What is being asked
Copy the material below word for word, from the line containing "the bandstand roof." through the last line.

Raw records
++++

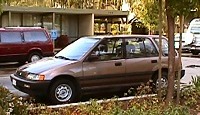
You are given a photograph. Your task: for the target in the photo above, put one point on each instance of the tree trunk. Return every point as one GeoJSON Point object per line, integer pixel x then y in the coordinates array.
{"type": "Point", "coordinates": [160, 49]}
{"type": "Point", "coordinates": [179, 59]}
{"type": "Point", "coordinates": [171, 56]}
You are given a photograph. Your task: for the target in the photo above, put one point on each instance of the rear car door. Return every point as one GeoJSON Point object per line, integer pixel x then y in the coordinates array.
{"type": "Point", "coordinates": [12, 46]}
{"type": "Point", "coordinates": [141, 58]}
{"type": "Point", "coordinates": [107, 69]}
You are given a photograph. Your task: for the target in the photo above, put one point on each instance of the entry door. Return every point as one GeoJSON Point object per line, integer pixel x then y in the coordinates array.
{"type": "Point", "coordinates": [107, 69]}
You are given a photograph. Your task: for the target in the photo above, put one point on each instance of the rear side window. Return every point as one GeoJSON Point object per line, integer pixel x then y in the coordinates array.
{"type": "Point", "coordinates": [35, 36]}
{"type": "Point", "coordinates": [10, 37]}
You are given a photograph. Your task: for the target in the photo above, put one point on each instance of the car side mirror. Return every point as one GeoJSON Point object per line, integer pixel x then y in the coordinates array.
{"type": "Point", "coordinates": [93, 58]}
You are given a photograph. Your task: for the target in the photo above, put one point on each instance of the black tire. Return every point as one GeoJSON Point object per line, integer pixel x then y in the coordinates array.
{"type": "Point", "coordinates": [195, 53]}
{"type": "Point", "coordinates": [164, 81]}
{"type": "Point", "coordinates": [34, 56]}
{"type": "Point", "coordinates": [62, 91]}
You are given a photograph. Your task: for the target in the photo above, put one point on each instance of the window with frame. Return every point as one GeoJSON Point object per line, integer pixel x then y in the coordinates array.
{"type": "Point", "coordinates": [164, 45]}
{"type": "Point", "coordinates": [30, 36]}
{"type": "Point", "coordinates": [140, 47]}
{"type": "Point", "coordinates": [109, 49]}
{"type": "Point", "coordinates": [11, 37]}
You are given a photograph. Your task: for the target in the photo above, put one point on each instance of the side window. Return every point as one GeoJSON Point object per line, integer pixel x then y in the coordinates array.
{"type": "Point", "coordinates": [109, 49]}
{"type": "Point", "coordinates": [30, 36]}
{"type": "Point", "coordinates": [164, 45]}
{"type": "Point", "coordinates": [11, 37]}
{"type": "Point", "coordinates": [140, 47]}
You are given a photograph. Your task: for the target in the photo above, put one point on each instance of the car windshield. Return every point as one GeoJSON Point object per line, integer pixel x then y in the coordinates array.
{"type": "Point", "coordinates": [78, 49]}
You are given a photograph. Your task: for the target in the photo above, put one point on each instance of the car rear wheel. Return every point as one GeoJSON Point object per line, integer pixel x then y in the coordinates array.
{"type": "Point", "coordinates": [195, 53]}
{"type": "Point", "coordinates": [62, 91]}
{"type": "Point", "coordinates": [164, 81]}
{"type": "Point", "coordinates": [35, 56]}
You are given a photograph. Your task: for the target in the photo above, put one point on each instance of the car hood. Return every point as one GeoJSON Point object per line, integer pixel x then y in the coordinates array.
{"type": "Point", "coordinates": [45, 64]}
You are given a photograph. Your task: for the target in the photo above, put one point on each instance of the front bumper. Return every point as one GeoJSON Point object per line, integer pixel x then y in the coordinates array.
{"type": "Point", "coordinates": [35, 88]}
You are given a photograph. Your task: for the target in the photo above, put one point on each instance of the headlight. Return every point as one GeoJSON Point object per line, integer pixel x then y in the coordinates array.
{"type": "Point", "coordinates": [35, 76]}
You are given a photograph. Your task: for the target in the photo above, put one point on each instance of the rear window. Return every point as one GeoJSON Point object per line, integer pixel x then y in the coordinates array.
{"type": "Point", "coordinates": [35, 36]}
{"type": "Point", "coordinates": [10, 37]}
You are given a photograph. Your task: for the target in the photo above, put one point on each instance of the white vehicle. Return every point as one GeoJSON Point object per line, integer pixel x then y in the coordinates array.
{"type": "Point", "coordinates": [187, 39]}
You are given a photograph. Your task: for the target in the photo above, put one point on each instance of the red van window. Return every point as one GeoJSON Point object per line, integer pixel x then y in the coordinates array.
{"type": "Point", "coordinates": [10, 37]}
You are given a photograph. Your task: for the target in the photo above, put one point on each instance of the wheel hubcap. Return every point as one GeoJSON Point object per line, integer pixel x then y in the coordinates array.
{"type": "Point", "coordinates": [63, 92]}
{"type": "Point", "coordinates": [35, 58]}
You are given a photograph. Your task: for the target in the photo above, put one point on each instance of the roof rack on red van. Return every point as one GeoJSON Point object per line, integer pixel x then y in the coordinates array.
{"type": "Point", "coordinates": [22, 27]}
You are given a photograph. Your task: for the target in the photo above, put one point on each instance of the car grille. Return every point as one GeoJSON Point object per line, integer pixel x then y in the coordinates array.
{"type": "Point", "coordinates": [21, 74]}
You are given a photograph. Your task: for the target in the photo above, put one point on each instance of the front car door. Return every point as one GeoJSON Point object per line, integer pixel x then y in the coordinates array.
{"type": "Point", "coordinates": [107, 69]}
{"type": "Point", "coordinates": [141, 58]}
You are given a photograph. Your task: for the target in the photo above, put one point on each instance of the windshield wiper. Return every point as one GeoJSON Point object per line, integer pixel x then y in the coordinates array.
{"type": "Point", "coordinates": [65, 58]}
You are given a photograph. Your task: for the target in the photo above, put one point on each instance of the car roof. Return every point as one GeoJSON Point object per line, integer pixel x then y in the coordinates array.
{"type": "Point", "coordinates": [21, 28]}
{"type": "Point", "coordinates": [125, 36]}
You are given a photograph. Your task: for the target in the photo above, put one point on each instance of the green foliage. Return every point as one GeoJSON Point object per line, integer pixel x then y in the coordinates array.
{"type": "Point", "coordinates": [183, 7]}
{"type": "Point", "coordinates": [10, 104]}
{"type": "Point", "coordinates": [190, 95]}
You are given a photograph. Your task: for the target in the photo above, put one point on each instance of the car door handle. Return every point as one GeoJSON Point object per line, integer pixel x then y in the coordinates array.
{"type": "Point", "coordinates": [153, 61]}
{"type": "Point", "coordinates": [118, 64]}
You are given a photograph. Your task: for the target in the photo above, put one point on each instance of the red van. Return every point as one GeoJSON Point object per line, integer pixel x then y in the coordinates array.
{"type": "Point", "coordinates": [21, 44]}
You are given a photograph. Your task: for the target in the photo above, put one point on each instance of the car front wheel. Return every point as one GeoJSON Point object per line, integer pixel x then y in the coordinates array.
{"type": "Point", "coordinates": [62, 91]}
{"type": "Point", "coordinates": [163, 82]}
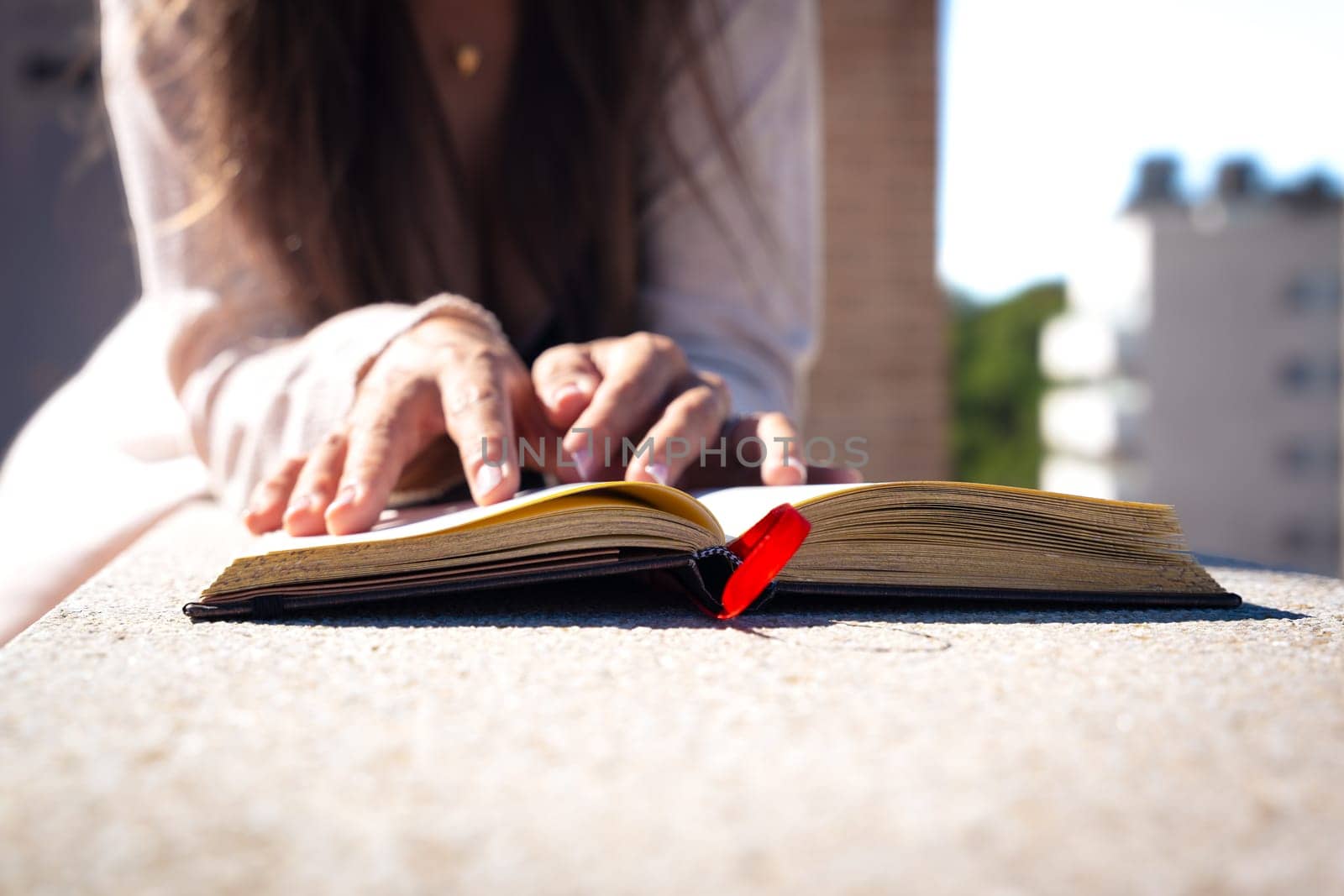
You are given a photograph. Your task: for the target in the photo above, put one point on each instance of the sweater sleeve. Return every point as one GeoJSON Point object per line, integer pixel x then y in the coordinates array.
{"type": "Point", "coordinates": [259, 383]}
{"type": "Point", "coordinates": [736, 277]}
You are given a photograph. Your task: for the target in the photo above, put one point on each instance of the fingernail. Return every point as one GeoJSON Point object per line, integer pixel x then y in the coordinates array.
{"type": "Point", "coordinates": [344, 497]}
{"type": "Point", "coordinates": [300, 503]}
{"type": "Point", "coordinates": [487, 479]}
{"type": "Point", "coordinates": [584, 459]}
{"type": "Point", "coordinates": [569, 390]}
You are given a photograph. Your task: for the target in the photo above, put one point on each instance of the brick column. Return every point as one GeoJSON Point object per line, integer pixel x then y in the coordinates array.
{"type": "Point", "coordinates": [882, 372]}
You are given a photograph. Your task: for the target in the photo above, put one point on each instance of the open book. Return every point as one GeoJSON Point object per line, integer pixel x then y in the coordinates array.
{"type": "Point", "coordinates": [891, 540]}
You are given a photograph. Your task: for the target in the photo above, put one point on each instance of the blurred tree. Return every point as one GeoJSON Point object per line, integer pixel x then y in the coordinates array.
{"type": "Point", "coordinates": [998, 385]}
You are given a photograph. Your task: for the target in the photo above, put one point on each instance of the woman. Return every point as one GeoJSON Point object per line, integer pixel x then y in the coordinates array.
{"type": "Point", "coordinates": [381, 242]}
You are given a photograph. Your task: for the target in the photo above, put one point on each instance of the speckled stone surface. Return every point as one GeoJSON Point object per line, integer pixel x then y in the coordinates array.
{"type": "Point", "coordinates": [569, 748]}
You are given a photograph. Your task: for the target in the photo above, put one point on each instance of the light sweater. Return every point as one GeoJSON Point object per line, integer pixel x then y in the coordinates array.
{"type": "Point", "coordinates": [210, 380]}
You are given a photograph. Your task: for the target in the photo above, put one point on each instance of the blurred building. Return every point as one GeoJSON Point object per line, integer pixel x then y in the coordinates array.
{"type": "Point", "coordinates": [1198, 364]}
{"type": "Point", "coordinates": [65, 241]}
{"type": "Point", "coordinates": [884, 365]}
{"type": "Point", "coordinates": [66, 249]}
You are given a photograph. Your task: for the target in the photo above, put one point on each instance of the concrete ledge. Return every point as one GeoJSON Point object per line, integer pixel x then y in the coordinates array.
{"type": "Point", "coordinates": [595, 748]}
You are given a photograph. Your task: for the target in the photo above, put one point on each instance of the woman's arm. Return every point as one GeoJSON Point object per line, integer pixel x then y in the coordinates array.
{"type": "Point", "coordinates": [259, 380]}
{"type": "Point", "coordinates": [730, 250]}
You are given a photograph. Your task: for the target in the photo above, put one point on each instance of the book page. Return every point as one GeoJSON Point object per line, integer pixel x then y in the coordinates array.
{"type": "Point", "coordinates": [741, 506]}
{"type": "Point", "coordinates": [448, 517]}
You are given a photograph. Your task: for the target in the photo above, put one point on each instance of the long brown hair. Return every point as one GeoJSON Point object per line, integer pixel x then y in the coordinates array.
{"type": "Point", "coordinates": [320, 125]}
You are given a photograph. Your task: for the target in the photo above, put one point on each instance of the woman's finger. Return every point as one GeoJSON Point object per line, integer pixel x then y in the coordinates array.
{"type": "Point", "coordinates": [638, 371]}
{"type": "Point", "coordinates": [316, 486]}
{"type": "Point", "coordinates": [691, 422]}
{"type": "Point", "coordinates": [783, 463]}
{"type": "Point", "coordinates": [479, 416]}
{"type": "Point", "coordinates": [385, 434]}
{"type": "Point", "coordinates": [564, 379]}
{"type": "Point", "coordinates": [266, 506]}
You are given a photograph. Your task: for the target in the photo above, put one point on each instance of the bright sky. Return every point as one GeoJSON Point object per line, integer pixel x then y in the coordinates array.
{"type": "Point", "coordinates": [1050, 103]}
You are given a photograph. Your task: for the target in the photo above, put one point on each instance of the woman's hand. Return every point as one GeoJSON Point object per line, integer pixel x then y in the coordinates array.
{"type": "Point", "coordinates": [642, 389]}
{"type": "Point", "coordinates": [449, 374]}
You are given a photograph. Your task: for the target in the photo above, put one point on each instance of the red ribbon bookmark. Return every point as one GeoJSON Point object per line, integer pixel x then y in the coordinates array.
{"type": "Point", "coordinates": [764, 550]}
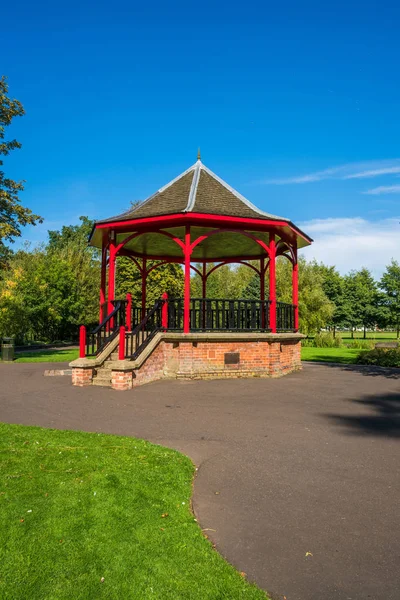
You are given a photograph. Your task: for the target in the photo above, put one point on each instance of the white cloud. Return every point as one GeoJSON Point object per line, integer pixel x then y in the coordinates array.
{"type": "Point", "coordinates": [384, 189]}
{"type": "Point", "coordinates": [361, 170]}
{"type": "Point", "coordinates": [354, 243]}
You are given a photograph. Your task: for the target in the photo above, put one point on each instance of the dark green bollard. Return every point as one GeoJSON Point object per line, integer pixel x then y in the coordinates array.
{"type": "Point", "coordinates": [7, 350]}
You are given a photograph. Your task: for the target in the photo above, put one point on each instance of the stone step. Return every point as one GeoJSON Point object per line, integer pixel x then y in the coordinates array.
{"type": "Point", "coordinates": [103, 376]}
{"type": "Point", "coordinates": [101, 382]}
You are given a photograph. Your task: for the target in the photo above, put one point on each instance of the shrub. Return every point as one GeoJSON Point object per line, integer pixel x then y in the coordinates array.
{"type": "Point", "coordinates": [361, 344]}
{"type": "Point", "coordinates": [327, 340]}
{"type": "Point", "coordinates": [382, 357]}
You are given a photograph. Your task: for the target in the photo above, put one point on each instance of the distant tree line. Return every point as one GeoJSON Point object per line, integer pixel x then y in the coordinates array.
{"type": "Point", "coordinates": [46, 292]}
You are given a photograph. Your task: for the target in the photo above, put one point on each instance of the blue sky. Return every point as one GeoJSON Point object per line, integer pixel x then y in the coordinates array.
{"type": "Point", "coordinates": [294, 104]}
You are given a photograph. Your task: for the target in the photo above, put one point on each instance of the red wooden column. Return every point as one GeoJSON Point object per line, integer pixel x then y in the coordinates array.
{"type": "Point", "coordinates": [272, 284]}
{"type": "Point", "coordinates": [111, 275]}
{"type": "Point", "coordinates": [262, 290]}
{"type": "Point", "coordinates": [204, 293]}
{"type": "Point", "coordinates": [144, 287]}
{"type": "Point", "coordinates": [164, 312]}
{"type": "Point", "coordinates": [204, 280]}
{"type": "Point", "coordinates": [103, 278]}
{"type": "Point", "coordinates": [128, 314]}
{"type": "Point", "coordinates": [295, 289]}
{"type": "Point", "coordinates": [186, 294]}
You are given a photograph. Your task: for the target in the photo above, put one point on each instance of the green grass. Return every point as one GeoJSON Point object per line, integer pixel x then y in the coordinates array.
{"type": "Point", "coordinates": [371, 335]}
{"type": "Point", "coordinates": [47, 356]}
{"type": "Point", "coordinates": [341, 355]}
{"type": "Point", "coordinates": [76, 507]}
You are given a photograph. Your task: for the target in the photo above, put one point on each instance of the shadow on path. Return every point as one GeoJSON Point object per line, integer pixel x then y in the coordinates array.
{"type": "Point", "coordinates": [367, 370]}
{"type": "Point", "coordinates": [381, 416]}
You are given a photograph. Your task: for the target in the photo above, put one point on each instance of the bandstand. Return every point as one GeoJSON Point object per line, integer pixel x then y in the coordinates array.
{"type": "Point", "coordinates": [202, 223]}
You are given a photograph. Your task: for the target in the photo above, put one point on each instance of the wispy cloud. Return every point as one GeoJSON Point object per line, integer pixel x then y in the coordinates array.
{"type": "Point", "coordinates": [383, 189]}
{"type": "Point", "coordinates": [361, 170]}
{"type": "Point", "coordinates": [354, 243]}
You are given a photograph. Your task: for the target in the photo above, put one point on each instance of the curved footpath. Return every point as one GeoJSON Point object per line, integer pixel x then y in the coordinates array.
{"type": "Point", "coordinates": [299, 476]}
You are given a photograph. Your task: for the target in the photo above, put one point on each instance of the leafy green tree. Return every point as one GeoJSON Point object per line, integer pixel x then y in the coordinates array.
{"type": "Point", "coordinates": [47, 292]}
{"type": "Point", "coordinates": [333, 286]}
{"type": "Point", "coordinates": [390, 284]}
{"type": "Point", "coordinates": [362, 300]}
{"type": "Point", "coordinates": [13, 215]}
{"type": "Point", "coordinates": [315, 309]}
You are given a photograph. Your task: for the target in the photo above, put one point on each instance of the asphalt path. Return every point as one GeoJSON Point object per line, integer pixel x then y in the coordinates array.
{"type": "Point", "coordinates": [298, 478]}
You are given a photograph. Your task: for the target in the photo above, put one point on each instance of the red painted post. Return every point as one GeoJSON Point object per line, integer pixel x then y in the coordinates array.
{"type": "Point", "coordinates": [128, 317]}
{"type": "Point", "coordinates": [272, 285]}
{"type": "Point", "coordinates": [144, 287]}
{"type": "Point", "coordinates": [262, 291]}
{"type": "Point", "coordinates": [111, 276]}
{"type": "Point", "coordinates": [103, 281]}
{"type": "Point", "coordinates": [295, 290]}
{"type": "Point", "coordinates": [204, 292]}
{"type": "Point", "coordinates": [121, 349]}
{"type": "Point", "coordinates": [164, 312]}
{"type": "Point", "coordinates": [82, 341]}
{"type": "Point", "coordinates": [186, 296]}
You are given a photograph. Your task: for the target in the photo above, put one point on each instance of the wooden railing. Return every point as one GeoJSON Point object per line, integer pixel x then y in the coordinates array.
{"type": "Point", "coordinates": [137, 339]}
{"type": "Point", "coordinates": [220, 315]}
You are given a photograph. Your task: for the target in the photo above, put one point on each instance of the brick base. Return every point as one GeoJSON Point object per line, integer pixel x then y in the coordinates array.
{"type": "Point", "coordinates": [121, 380]}
{"type": "Point", "coordinates": [82, 376]}
{"type": "Point", "coordinates": [206, 360]}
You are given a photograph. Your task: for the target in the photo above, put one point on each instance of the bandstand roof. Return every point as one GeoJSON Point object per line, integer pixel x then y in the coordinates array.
{"type": "Point", "coordinates": [202, 199]}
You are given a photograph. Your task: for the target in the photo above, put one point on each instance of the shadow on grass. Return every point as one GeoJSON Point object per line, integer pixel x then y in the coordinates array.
{"type": "Point", "coordinates": [383, 420]}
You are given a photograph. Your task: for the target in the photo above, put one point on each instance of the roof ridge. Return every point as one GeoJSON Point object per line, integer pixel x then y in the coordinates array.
{"type": "Point", "coordinates": [193, 187]}
{"type": "Point", "coordinates": [166, 186]}
{"type": "Point", "coordinates": [239, 195]}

++++

Answer for this exercise
You are given a photograph. Your task: for the target in the photo above, put one point on each instance of the bandstand roof. Return every point as one GeoJSON Point object per line, integer pixel x then y in the coordinates array.
{"type": "Point", "coordinates": [202, 199]}
You are given a photograph. Your task: for the target in the photo above, put one point on each instance of the shadow on grass. Return every point as one GeoJSON Point object per line, integer pixel x then y in the coordinates array.
{"type": "Point", "coordinates": [383, 420]}
You are given a photograph. Your task: for the target in the photo above, put one point on each instance of the roof ridge. Return every point as one GeoJSON Point object per line, integer pixel x then y in the coordinates array.
{"type": "Point", "coordinates": [193, 187]}
{"type": "Point", "coordinates": [166, 186]}
{"type": "Point", "coordinates": [239, 195]}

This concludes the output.